• **Set problem**:
Copy every entry below word for word, and leave the pictures out.

• **Items**:
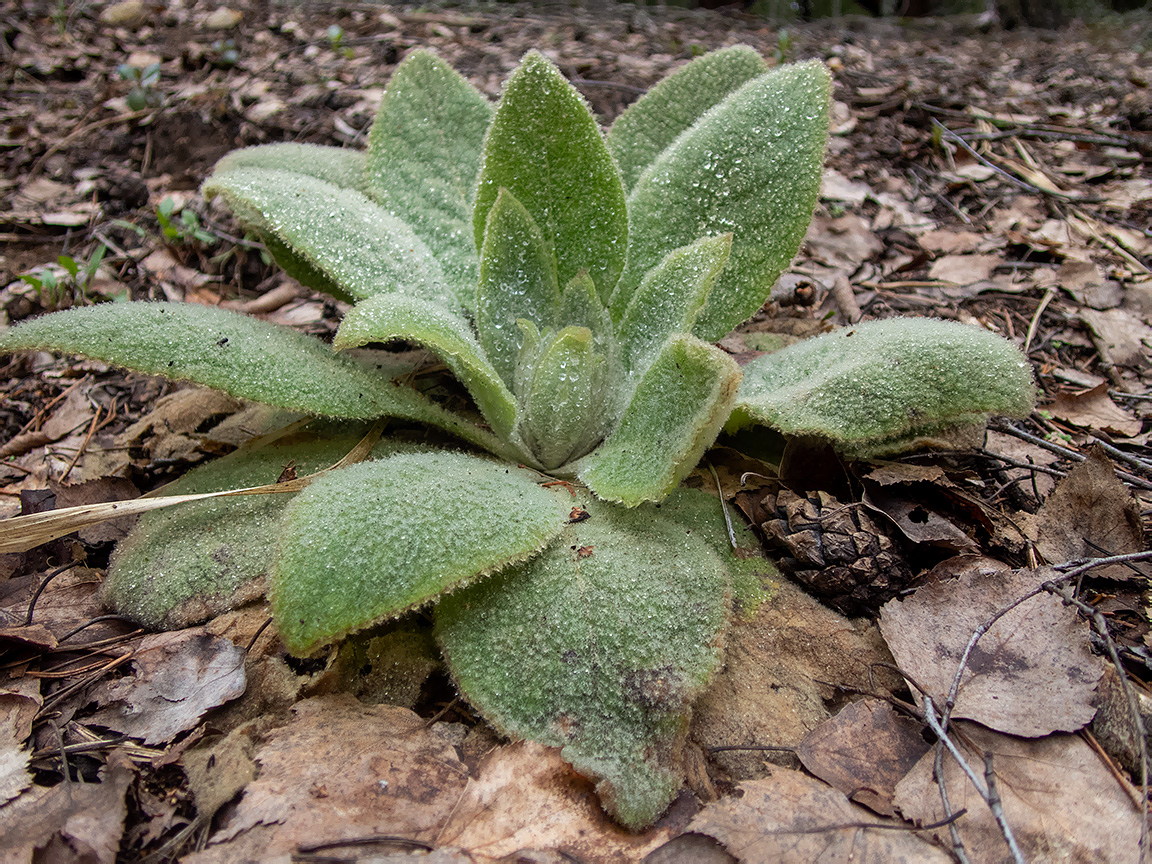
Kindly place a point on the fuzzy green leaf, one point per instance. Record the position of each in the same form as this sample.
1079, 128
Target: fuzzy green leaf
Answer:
872, 388
671, 296
598, 646
233, 353
424, 158
675, 414
448, 335
338, 232
517, 280
562, 415
546, 149
183, 565
373, 540
653, 121
334, 165
750, 166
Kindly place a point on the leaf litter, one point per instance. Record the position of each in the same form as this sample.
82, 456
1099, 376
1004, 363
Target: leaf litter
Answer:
997, 179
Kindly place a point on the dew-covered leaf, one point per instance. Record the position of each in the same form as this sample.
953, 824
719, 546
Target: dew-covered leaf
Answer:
372, 540
750, 166
424, 157
654, 120
671, 296
562, 411
675, 412
449, 336
338, 232
233, 353
338, 166
598, 646
546, 149
877, 387
517, 280
182, 565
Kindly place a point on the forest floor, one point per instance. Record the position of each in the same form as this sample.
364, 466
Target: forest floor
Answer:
993, 177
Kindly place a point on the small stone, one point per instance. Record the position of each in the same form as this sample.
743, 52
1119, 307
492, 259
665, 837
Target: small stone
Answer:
222, 19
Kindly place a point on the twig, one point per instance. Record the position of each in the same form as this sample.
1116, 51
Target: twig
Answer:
1032, 325
1121, 456
1002, 425
987, 163
724, 505
998, 813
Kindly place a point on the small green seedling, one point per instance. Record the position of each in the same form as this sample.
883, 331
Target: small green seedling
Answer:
68, 282
183, 229
335, 35
575, 283
143, 93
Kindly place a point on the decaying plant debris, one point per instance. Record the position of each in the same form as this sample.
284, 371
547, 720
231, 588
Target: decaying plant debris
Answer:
900, 248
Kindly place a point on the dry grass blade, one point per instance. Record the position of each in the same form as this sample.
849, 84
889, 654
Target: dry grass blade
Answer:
24, 532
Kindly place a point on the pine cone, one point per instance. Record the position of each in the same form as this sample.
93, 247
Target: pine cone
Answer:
835, 551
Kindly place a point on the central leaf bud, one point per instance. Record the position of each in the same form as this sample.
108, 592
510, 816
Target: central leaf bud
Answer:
560, 386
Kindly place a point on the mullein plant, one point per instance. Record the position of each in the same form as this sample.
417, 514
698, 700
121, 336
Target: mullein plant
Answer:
575, 283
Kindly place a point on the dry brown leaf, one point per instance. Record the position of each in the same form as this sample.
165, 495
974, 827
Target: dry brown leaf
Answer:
68, 823
916, 520
68, 600
177, 423
1089, 514
1031, 673
1094, 409
1122, 339
949, 242
790, 818
1060, 800
964, 268
1012, 447
179, 677
342, 771
770, 690
842, 241
218, 771
525, 796
864, 751
20, 700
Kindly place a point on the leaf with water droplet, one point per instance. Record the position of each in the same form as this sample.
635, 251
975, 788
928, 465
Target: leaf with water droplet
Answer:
424, 158
372, 540
876, 388
652, 122
517, 281
675, 414
765, 198
606, 671
545, 148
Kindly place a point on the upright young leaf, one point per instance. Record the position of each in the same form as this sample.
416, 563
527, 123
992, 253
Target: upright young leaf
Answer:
424, 157
562, 404
675, 414
545, 148
872, 388
338, 166
449, 336
517, 280
339, 232
598, 646
671, 296
654, 120
372, 540
751, 166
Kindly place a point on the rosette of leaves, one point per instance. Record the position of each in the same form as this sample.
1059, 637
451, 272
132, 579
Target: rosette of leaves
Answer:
574, 282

• **Completed exercise**:
Kindly place a point on the fuzzy green leaf, one point per instance. Record the position of each in the same form as this sample.
1079, 128
Target: fuzzy green leaf
Answer:
872, 388
671, 296
598, 646
233, 353
424, 158
675, 414
448, 335
338, 232
517, 280
562, 415
546, 149
183, 565
373, 540
653, 121
334, 165
750, 166
Kindly place a point on the leaf litter, one point per instance. Record the position of each in the same form as this sample.
82, 456
1099, 376
1004, 363
Target: leaf litter
Answer:
997, 179
Kindly place a point on the dew-covered leaf, one point per instance. Record the position of each in the same form as this sample.
953, 824
719, 546
Target: dew-covered leaf
Answer:
372, 540
750, 166
424, 157
654, 120
671, 296
562, 411
675, 412
449, 336
338, 232
233, 353
338, 166
598, 646
546, 149
877, 387
517, 280
182, 565
Kindly place a point on the forest floor, one point per instance. Record the position of each in the same form as this sample.
364, 466
Target: forest floor
Answer:
993, 177
Kindly place a point on the small stone, one point per instance. Record the position of each in the same form as this sample.
743, 52
1119, 307
492, 259
665, 837
Target: small stone
Answer:
222, 19
Kindly place a point on the twig, one point per instance. Record the position of each in the same form as this sample.
1116, 51
Target: twig
Answer:
1032, 325
1121, 456
1002, 425
987, 163
724, 505
998, 813
Kindly place a point on the small green seedling, one point per instance. Record the position of each in the same form as this sample.
883, 331
Target: small green seedling
Answer:
68, 282
183, 229
335, 35
575, 283
143, 93
Kindly place a point on the decaying plant debris, one point per instance. Record the position of each in the same form as this sample.
284, 371
547, 720
231, 588
Target: decaying plant debris
Answer:
900, 248
Kindly place a point on the dry grass blade, one point per instance. Record the position of each in the same form as this sample.
849, 84
889, 654
Target: dry grass blade
Answer:
24, 532
Kindly place a point on the pine cone, one point per instance. Record the position of each in the same form as this sample.
93, 247
Target: pine cone
Answer:
835, 551
Kindly place a point on the central leaf bud, one point per instance. Record the position of each in the same form as this sample.
108, 592
510, 816
Target: central leaf bud
Answer:
560, 386
Kindly place a point on the mullein plant, one point per instance. Record the position of each in the same form as this sample.
417, 514
698, 700
121, 336
Target: mullein plant
Answer:
575, 283
Kindly place a point on the dry brown leaf, one point per instance. Record the position of each in the same form as this sample.
165, 495
974, 827
Target: dry brown leaf
Answer:
68, 823
916, 520
68, 600
177, 423
1089, 514
1031, 673
1094, 409
1122, 339
949, 242
790, 818
1060, 800
964, 268
1012, 447
179, 677
342, 771
770, 690
842, 241
218, 771
525, 796
864, 751
20, 700
Kindly place a point on the leaf with water droplet, one point per instance. Record the position of each in the same form as this sample.
635, 251
975, 788
928, 465
Target: leaf with water droplet
Answer:
424, 158
372, 540
876, 388
652, 122
517, 281
675, 414
765, 198
606, 671
545, 148
Kindly place a point on the upright young leaf, one point per instance. Record the position of each in the same form as this sample.
416, 563
527, 123
992, 253
Target: upright young leaf
Answer:
424, 157
562, 404
675, 414
545, 148
872, 388
338, 166
449, 336
517, 280
339, 232
598, 646
671, 296
654, 120
372, 540
751, 166
Kindly place a point on the rosette of leaves, one point per instance. Record the position of each in the same form as this sample.
1059, 637
451, 272
132, 579
Target: rosette of leaves
Answer:
574, 282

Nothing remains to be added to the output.